Given text
-- START --

Thursday, January 18

M2Z
by
Susan
on Thu 18 Jan 2007 10:28 PM EST
In addition to the white
spaces and 700
MHz issues I've mentioned recently, there's another spectrum
matter that I keep bumping into and wondering about: M2Z. This
is a bid to offer wireless broadband to all, if the venture can get the
spectrum for free: The company in a filing
with FCC says if it was to get the soon to be vacated 2155 MHz
to 2175 MHz spectrum for free for 15 years, it would offer universal
broadband access nationwide, and in exchange it would hand over 5% of
its gross revenues from its premium broadband service. In addition, it
will give free 512 kilobits per second wireless access to one and all,
which will be supported by advertising.
I can't tell how
their petition
is being received at the FCC. For political reasons, they're
promising an "automatic, default blocking of access to pornographic,
obscene, and/or indecent material" and a secondary network for public safety. But they're also
promising a new nationwide wireless broadband system, and rumor has it
that M2Z has $400 million in venture capital to implement their plans.

-- END --

Things to do
**a)** In the post about M2Z, what percentage of gross revenues from its premium broadband service would the company hand over?
**b)** Continue the post about M2Z's spectrum bid from where it stops.

Items listed in a dataset
-- START --

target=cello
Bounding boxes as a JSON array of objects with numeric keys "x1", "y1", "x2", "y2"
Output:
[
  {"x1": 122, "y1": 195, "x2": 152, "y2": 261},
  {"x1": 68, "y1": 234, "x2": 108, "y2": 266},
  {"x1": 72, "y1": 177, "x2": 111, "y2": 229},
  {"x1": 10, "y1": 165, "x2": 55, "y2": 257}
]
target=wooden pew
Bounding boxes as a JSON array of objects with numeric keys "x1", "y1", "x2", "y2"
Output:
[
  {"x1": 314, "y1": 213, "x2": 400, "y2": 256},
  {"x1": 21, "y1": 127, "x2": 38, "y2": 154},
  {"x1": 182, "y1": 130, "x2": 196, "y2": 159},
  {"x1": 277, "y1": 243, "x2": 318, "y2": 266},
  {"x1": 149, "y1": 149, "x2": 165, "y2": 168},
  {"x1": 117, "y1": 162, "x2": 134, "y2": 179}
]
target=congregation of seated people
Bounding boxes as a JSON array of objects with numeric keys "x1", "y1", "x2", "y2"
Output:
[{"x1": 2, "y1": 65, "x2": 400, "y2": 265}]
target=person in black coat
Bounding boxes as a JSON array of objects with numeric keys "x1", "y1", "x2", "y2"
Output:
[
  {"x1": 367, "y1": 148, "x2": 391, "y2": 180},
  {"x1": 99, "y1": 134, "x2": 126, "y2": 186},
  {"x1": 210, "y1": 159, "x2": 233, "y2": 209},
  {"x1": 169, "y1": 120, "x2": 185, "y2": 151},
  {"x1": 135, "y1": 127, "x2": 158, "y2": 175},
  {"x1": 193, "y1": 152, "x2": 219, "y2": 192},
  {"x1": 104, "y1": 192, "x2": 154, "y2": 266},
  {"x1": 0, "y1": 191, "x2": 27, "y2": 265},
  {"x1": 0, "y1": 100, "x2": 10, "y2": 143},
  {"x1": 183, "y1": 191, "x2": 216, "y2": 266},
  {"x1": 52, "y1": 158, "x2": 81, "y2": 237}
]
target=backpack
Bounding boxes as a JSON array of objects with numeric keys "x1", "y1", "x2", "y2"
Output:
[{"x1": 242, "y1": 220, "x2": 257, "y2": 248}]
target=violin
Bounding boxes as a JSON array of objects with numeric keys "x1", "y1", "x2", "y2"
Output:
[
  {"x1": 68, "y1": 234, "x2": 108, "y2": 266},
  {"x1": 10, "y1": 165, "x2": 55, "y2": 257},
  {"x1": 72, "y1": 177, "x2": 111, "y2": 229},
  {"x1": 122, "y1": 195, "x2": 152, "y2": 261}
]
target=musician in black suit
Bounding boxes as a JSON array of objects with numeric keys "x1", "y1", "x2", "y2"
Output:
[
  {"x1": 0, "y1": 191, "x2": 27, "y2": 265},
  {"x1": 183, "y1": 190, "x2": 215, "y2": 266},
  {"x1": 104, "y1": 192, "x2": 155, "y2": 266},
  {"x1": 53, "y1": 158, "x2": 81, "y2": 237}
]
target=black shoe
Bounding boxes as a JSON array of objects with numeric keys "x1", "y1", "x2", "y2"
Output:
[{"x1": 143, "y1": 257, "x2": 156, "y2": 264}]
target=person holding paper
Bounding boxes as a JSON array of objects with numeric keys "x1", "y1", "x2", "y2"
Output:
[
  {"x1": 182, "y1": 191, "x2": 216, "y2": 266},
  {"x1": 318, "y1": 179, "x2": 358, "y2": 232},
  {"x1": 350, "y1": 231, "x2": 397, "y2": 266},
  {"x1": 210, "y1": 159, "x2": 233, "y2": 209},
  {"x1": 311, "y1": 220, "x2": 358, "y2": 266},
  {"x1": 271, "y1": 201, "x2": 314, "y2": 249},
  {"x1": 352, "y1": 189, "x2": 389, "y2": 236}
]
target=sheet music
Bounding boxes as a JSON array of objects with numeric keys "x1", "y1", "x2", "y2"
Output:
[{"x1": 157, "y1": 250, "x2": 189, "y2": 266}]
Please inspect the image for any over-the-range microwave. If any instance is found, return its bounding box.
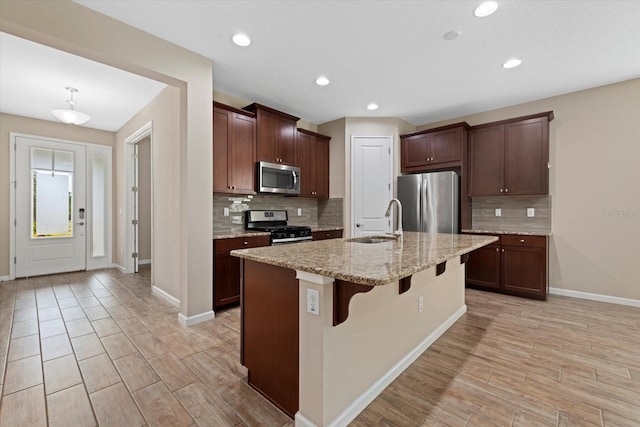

-- END --

Results by task
**a)** 5%

**b)**
M2Z stands for "move the cost of data transport to
zero." Daily Wireless says that the block of
spectrum that M2Z wanted (20MHz of bandwidth) has been taken out of an
FCC auction -- because "The FCC has decided that “free” nationwide
broadband wireless (and
exclusive use) is not an idea whose time has come." I don't have confirmation of this -- expert advice welcome. Big day at USC's Annenberg Center today. Very interesting people -- many projects going on -- very glad I went.